(Referring expression pointing data)
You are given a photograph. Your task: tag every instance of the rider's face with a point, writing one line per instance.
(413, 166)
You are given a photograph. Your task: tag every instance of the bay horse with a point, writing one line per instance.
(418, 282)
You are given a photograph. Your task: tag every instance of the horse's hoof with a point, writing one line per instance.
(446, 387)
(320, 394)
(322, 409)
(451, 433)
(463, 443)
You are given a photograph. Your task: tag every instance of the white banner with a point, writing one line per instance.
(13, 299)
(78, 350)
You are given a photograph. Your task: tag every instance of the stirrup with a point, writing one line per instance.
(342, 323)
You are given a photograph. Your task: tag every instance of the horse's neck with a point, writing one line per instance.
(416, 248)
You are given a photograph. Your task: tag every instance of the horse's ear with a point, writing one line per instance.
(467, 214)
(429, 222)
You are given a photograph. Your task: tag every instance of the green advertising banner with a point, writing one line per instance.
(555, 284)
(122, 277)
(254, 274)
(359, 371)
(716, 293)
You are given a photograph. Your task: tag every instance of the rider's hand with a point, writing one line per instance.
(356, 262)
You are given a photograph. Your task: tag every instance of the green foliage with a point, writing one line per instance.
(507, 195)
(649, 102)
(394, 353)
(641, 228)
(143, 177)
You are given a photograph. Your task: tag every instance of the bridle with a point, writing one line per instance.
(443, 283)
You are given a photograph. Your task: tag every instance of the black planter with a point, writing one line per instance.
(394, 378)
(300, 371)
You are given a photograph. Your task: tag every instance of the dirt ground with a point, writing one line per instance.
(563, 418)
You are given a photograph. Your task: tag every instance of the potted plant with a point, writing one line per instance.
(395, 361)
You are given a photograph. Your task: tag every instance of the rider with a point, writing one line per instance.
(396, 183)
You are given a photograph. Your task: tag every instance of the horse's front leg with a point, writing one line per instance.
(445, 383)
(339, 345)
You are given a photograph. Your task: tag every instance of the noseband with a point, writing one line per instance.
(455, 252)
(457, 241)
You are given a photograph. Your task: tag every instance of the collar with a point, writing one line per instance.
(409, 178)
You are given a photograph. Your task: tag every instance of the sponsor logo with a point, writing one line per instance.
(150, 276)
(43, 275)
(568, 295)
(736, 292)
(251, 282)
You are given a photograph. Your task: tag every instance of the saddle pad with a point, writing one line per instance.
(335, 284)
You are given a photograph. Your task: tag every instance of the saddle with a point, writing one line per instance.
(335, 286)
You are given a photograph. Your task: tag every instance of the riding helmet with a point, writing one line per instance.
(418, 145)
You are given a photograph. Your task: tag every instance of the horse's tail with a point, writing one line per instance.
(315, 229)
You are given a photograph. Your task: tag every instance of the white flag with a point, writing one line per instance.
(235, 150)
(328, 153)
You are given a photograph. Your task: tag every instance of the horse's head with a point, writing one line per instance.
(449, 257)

==

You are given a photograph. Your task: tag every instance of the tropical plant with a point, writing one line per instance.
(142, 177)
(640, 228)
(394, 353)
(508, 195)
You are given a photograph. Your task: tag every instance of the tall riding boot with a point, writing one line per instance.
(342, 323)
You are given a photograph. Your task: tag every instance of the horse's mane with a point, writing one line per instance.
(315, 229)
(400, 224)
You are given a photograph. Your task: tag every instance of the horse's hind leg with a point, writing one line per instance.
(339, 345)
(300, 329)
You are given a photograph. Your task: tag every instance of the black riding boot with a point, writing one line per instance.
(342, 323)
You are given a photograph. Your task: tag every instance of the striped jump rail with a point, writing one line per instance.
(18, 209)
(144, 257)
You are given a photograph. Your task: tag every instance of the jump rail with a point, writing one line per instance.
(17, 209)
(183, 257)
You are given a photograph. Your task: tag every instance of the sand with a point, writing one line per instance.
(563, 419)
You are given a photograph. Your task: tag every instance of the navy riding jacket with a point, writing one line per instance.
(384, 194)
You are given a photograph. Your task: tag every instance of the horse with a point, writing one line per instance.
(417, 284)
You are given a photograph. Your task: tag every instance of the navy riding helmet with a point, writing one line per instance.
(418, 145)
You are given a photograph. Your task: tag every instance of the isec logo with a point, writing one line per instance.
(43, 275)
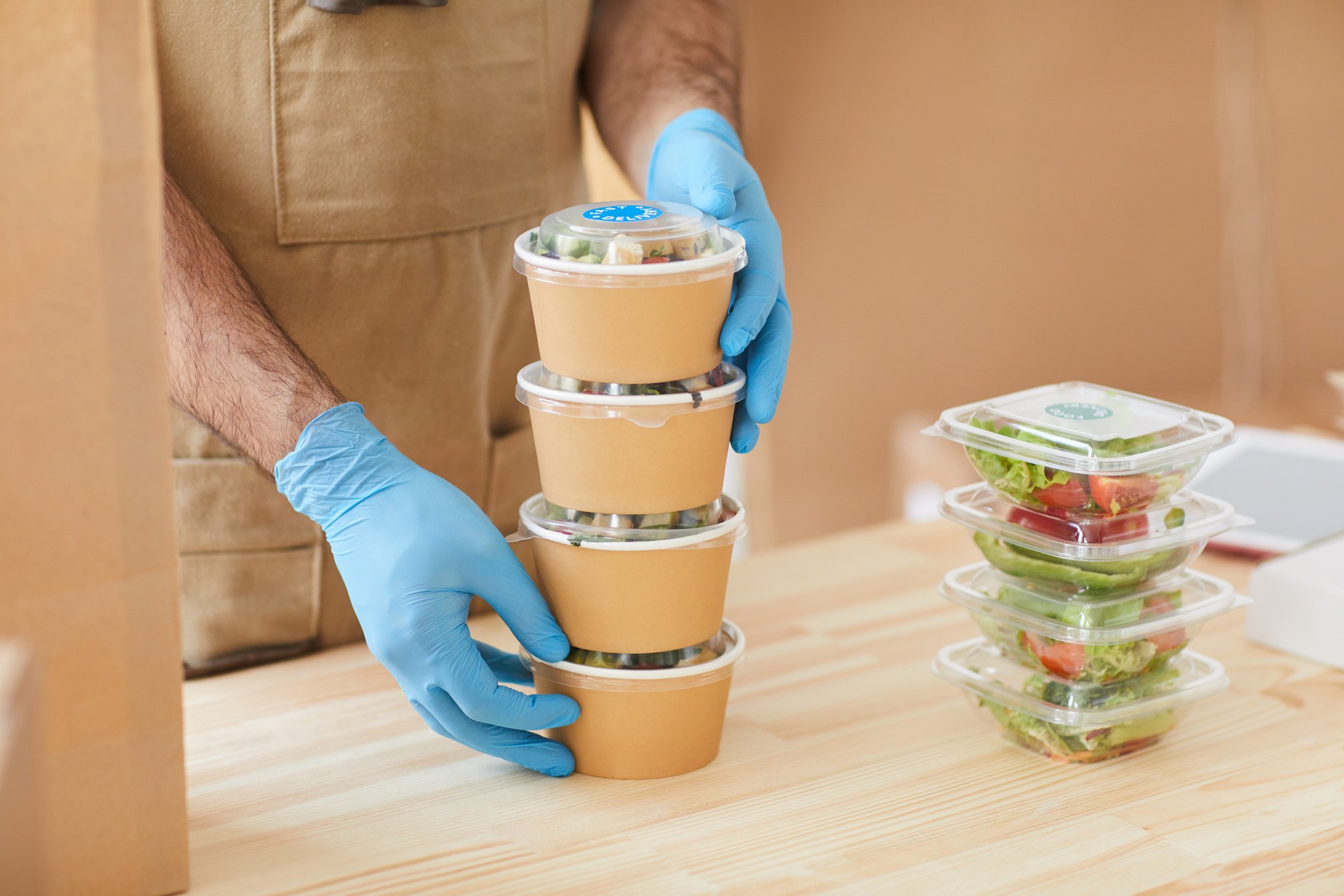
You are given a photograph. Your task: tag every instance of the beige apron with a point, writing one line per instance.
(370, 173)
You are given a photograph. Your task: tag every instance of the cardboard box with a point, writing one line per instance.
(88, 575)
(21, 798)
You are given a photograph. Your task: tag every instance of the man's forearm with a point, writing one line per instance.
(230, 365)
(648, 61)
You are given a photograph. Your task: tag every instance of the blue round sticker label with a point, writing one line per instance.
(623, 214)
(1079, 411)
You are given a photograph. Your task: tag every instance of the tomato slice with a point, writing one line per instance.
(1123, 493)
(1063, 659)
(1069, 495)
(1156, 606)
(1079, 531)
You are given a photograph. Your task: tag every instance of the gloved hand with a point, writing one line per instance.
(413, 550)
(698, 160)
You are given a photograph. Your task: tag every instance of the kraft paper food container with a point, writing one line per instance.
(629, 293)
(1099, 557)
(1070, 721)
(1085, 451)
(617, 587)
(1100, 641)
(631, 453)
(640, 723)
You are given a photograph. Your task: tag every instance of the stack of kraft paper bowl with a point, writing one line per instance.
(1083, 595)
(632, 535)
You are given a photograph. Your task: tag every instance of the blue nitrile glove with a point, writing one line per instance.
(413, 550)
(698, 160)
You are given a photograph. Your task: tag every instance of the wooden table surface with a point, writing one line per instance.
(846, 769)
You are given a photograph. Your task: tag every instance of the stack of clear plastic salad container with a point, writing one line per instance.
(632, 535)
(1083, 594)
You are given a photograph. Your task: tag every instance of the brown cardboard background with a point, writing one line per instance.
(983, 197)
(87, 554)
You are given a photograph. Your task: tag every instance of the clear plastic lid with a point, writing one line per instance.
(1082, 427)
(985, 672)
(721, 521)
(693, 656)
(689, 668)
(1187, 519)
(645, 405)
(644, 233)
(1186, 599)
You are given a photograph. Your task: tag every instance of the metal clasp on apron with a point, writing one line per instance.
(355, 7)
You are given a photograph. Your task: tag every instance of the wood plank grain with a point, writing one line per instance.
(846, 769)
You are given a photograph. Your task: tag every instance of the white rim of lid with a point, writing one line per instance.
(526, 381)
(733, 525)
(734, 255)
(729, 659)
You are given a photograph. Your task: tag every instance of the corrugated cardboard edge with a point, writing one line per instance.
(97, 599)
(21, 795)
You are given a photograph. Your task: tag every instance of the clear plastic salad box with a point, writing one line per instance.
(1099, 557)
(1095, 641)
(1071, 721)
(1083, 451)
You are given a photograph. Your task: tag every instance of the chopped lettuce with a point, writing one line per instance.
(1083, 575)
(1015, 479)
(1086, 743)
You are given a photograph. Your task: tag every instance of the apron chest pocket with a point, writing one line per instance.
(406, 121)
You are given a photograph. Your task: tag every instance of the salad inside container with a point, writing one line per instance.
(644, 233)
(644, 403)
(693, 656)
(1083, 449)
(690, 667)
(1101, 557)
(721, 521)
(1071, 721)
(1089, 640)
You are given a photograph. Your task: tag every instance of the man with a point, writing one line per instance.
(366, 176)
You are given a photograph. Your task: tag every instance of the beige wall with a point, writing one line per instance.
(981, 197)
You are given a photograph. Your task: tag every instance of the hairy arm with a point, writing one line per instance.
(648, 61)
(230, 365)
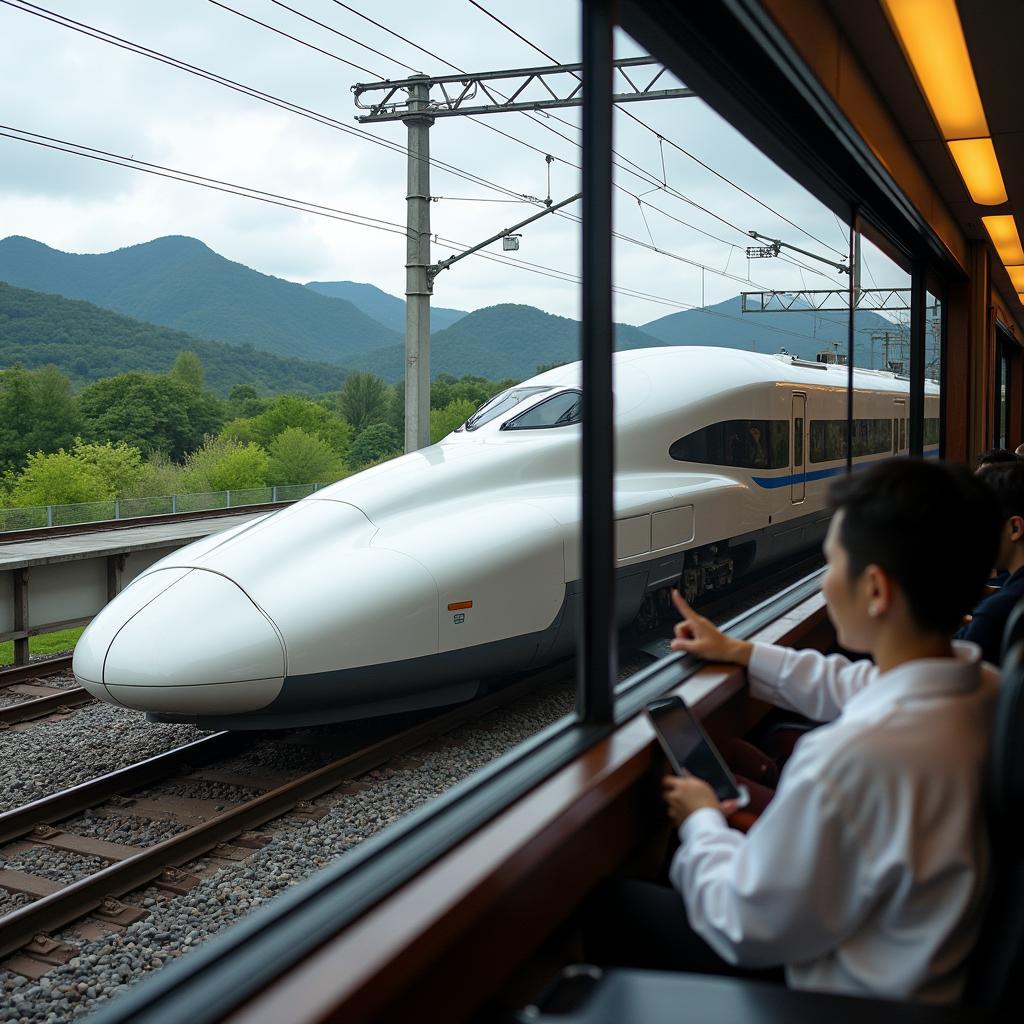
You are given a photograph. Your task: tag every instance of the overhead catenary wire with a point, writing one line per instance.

Task objective: Among the entries above, take the lines from the one with "of the hairy" through the one with "of the overhead" and retype them exactly, leaving out the pictures.

Answer box:
You are given a photograph. Your task: tag every instance of the hairy arm with a point, writing one line per instance.
(648, 61)
(230, 365)
You are given a photograph. Your task: tag every instance of the overhead catenary wire with a point, writing one line per instance.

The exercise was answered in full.